# What to produce:
The records below need retyping in full; give them again exactly.

# Entries shown:
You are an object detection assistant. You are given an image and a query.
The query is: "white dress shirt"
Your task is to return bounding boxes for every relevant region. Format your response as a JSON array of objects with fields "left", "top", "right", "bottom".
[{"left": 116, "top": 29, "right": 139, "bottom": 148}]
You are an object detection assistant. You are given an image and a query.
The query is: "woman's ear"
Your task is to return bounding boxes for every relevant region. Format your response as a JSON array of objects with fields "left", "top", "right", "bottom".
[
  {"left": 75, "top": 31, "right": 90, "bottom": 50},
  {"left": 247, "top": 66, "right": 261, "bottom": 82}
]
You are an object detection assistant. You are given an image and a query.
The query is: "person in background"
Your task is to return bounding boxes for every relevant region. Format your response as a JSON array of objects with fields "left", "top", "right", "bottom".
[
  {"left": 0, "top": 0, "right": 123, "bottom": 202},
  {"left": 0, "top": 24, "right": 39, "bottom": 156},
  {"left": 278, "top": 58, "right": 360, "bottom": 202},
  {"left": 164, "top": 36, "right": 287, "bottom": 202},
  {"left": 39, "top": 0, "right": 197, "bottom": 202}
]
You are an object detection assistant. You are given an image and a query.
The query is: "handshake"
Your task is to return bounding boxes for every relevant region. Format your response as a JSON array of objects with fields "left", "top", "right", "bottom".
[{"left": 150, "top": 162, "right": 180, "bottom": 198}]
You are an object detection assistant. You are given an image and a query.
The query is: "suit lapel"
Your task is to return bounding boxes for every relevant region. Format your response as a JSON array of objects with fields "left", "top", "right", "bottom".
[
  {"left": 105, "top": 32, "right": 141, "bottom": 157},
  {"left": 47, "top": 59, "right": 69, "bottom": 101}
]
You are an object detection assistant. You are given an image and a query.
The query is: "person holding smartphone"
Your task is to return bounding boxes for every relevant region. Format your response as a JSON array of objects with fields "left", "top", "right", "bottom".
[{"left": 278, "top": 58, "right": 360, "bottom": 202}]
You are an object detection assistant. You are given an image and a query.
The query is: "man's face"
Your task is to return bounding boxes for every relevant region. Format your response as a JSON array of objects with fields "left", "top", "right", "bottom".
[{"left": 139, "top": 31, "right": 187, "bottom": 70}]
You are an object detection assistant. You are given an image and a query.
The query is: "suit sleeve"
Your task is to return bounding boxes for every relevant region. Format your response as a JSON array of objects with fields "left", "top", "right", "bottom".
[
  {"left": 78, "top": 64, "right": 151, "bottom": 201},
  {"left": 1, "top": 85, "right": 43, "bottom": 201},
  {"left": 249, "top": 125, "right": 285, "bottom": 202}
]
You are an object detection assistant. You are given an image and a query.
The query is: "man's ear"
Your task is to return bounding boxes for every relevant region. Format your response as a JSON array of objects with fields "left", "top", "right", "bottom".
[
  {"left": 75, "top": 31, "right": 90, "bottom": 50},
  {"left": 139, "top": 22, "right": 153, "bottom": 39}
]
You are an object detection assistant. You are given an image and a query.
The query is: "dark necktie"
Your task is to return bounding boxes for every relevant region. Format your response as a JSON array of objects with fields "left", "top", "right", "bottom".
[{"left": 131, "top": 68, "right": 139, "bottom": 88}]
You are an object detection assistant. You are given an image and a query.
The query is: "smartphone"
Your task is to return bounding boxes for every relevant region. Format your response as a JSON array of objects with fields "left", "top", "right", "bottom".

# Solution to the problem:
You are an object detection assistant. You are given an image and a query.
The query is: "white dress shirt"
Your task is to return bounding boxes for every relevant region. Format your response as a JSON array of objects with fields "left", "top", "right", "bottom".
[{"left": 116, "top": 29, "right": 139, "bottom": 148}]
You are an object detection assistant. You are given an image and a query.
The query is: "woman's ear"
Your task is to return bounding boxes for every relevant region. Format your response as a JSON array of objects with fields "left", "top", "right", "bottom".
[
  {"left": 75, "top": 31, "right": 90, "bottom": 50},
  {"left": 247, "top": 66, "right": 261, "bottom": 82}
]
You are an object detection assistant. You are given an image and a query.
The query is: "person in background"
Your task is to return bounding boxes for every relevant region. Format your response as a JSON array of objects with fields "left", "top", "right", "bottom".
[
  {"left": 0, "top": 0, "right": 123, "bottom": 202},
  {"left": 0, "top": 24, "right": 39, "bottom": 156},
  {"left": 278, "top": 58, "right": 360, "bottom": 202},
  {"left": 164, "top": 36, "right": 287, "bottom": 202},
  {"left": 39, "top": 0, "right": 197, "bottom": 202}
]
You are an object detection assistant. You are given an image and a query.
The query is: "handshake"
Your task is to return bounding boxes for every relevant region. Format your response as a JSON array of objects with fields "left", "top", "right", "bottom".
[{"left": 150, "top": 162, "right": 180, "bottom": 198}]
You are an object detection assistant. You are given an image and a query.
The query is: "suit lapel"
Your task is to return bounding boxes for every relevant region. Format your response as a JSON array of objects with fields "left", "top", "right", "bottom".
[
  {"left": 105, "top": 32, "right": 141, "bottom": 157},
  {"left": 47, "top": 59, "right": 69, "bottom": 101}
]
You are an object detection assistant. You are given an image and a query.
The query is: "person holding smartphone"
Your task is to return bounding boxes for every relevant region. Format your response as a JSON array of objects with fields "left", "top", "right", "bottom".
[{"left": 278, "top": 58, "right": 360, "bottom": 202}]
You are an object detection assistant. You are given an image and a query.
The query is: "man's face"
Your task is to return bounding boxes for every relevant region. Format your response as a JSON array of objects with fields "left", "top", "right", "bottom".
[{"left": 139, "top": 31, "right": 187, "bottom": 70}]
You are an object detection assistant. You are given an image and a query.
The query is: "suit sleeve"
Your task is to return bounding boxes for every relevant region. Format your response as a JSON array of objects with fields "left", "top", "right", "bottom".
[
  {"left": 78, "top": 64, "right": 151, "bottom": 201},
  {"left": 1, "top": 85, "right": 43, "bottom": 201},
  {"left": 249, "top": 125, "right": 285, "bottom": 202}
]
You are an object detection assistant. You are given an image and a query.
The query is: "man's ear"
Your task is to return bounding boxes for every relevant region. Format your response as a JSON array of objects with fields "left", "top", "right", "bottom".
[
  {"left": 75, "top": 31, "right": 90, "bottom": 50},
  {"left": 139, "top": 22, "right": 153, "bottom": 39}
]
You are an object detection assistant. You are given an image and a query.
The query is: "dark necktie"
Your task is to return bounding boxes for every relevant region. Format your response as a JSON array of objects with fields "left", "top", "right", "bottom".
[{"left": 131, "top": 68, "right": 139, "bottom": 88}]
You are an object detection assistant. You are given an image and a query.
The query is: "smartphone"
Your task is to return bounding boxes for every relevant region. Format your response as a JSON array of objects with fields "left", "top", "right", "bottom".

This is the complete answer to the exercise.